[Task]: Count the lines in the listing below that contain the word "distant". Give only the number.

▶

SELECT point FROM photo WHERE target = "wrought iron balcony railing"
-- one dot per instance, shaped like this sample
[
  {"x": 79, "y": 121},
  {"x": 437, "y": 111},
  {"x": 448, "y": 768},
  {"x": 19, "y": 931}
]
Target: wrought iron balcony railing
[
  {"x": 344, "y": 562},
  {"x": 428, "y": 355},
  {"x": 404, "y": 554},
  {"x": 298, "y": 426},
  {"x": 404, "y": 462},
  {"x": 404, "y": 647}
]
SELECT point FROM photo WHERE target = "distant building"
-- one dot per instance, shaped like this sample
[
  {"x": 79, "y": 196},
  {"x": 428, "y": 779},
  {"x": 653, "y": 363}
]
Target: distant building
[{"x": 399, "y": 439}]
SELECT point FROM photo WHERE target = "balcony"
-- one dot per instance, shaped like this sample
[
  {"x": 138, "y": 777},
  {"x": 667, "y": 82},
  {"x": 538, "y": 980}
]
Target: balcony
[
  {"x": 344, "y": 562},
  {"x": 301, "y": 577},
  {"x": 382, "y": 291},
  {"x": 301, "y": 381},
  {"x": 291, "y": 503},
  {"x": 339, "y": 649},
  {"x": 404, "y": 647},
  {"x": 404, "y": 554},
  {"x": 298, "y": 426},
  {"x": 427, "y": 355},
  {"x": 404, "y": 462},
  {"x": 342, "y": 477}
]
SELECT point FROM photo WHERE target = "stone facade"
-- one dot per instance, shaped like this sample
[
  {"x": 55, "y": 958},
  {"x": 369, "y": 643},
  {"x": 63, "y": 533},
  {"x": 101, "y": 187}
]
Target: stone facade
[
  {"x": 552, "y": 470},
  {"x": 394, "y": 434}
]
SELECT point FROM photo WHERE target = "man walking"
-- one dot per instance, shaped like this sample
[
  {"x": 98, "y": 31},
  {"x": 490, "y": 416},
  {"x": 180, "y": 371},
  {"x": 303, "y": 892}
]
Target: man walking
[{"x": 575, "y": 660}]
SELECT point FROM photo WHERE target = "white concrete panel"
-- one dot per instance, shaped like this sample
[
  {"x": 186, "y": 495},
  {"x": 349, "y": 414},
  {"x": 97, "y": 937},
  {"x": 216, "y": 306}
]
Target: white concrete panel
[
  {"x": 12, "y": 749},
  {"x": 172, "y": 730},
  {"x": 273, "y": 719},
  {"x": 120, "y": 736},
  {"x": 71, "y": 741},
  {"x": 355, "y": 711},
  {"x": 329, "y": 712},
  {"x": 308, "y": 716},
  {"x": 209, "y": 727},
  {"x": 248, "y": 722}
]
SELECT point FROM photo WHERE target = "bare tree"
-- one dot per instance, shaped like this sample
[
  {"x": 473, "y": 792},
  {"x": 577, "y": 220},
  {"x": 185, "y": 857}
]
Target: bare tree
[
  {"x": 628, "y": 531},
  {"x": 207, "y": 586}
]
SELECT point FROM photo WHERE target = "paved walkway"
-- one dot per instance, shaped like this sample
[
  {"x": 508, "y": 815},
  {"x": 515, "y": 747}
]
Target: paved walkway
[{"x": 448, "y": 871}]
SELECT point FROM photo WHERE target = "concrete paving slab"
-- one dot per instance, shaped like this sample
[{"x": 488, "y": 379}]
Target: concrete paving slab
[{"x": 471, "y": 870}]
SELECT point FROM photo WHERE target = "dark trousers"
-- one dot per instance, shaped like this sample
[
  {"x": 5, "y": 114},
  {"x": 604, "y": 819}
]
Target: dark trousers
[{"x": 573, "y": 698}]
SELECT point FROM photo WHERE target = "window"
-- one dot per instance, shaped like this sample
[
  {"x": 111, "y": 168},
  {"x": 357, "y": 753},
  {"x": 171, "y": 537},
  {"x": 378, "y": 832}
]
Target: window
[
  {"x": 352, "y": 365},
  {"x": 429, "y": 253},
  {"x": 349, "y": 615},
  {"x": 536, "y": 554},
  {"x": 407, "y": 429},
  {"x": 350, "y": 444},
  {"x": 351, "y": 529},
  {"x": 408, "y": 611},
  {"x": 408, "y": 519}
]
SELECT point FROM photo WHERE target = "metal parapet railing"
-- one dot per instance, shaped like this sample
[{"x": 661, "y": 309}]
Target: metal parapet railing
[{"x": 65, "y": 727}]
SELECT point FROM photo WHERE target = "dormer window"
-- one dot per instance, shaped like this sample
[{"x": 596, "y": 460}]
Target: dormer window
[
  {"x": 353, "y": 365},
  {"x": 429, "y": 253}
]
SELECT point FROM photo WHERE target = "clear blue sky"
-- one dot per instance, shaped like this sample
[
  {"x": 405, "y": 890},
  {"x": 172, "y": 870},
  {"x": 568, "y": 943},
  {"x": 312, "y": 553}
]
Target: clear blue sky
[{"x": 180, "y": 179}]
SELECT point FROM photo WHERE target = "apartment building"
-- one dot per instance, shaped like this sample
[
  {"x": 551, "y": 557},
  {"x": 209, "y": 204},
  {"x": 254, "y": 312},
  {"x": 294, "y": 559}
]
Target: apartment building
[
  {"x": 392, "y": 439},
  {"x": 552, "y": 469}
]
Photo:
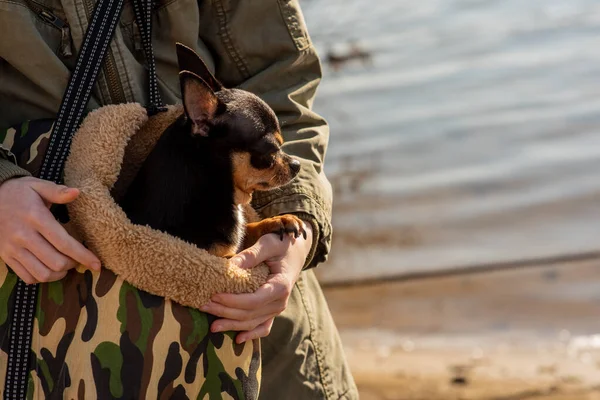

◀

[Answer for this exercise]: 2